• **Extract provided**
Las Vegas casino chips 1960s style are intriguing to collectors
- Published: Nov 28, 2014, 4 AM

While you can find gambling casinos in just about every state and every Indian “reservation” now, time was that Nevada was all there was for legal gambling and Las Vegas was its capital.
The city’s strip had glitz, light bulbs and Vegas Vic, an animated neon sign of a waving cowboy. Legendary casinos like the Sands, Desert Inn, Last Frontier and Flamingo drew convention-going otherwise straight-laced businessmen and high rollers from the coasts.
The Rat Pack featuring those kings of cool, Frank Sinatra, Dean Martin, Sammy Davis Jr., Joey Bishop and Peter Lawford, was born at the Sands in 1960 when the five performed together at the hotel’s famous Copa room while in town to film Oceans 11.
About the same time, three winning betters took $5 casino chips home as souvenirs. While those $5 chips had the buying power of about $40 in current money, they’re worth $25,000 and more to collectors today.

• **Data extract**
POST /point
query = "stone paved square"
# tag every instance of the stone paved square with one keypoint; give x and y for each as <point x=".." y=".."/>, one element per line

• **Exercise directions**
Name every performer the article on 1960s Las Vegas casino chips identifies as part of the Rat Pack.

• **Reply to the task**
Frank Sinatra, Dean Martin, Sammy Davis Jr., Joey Bishop, Peter Lawford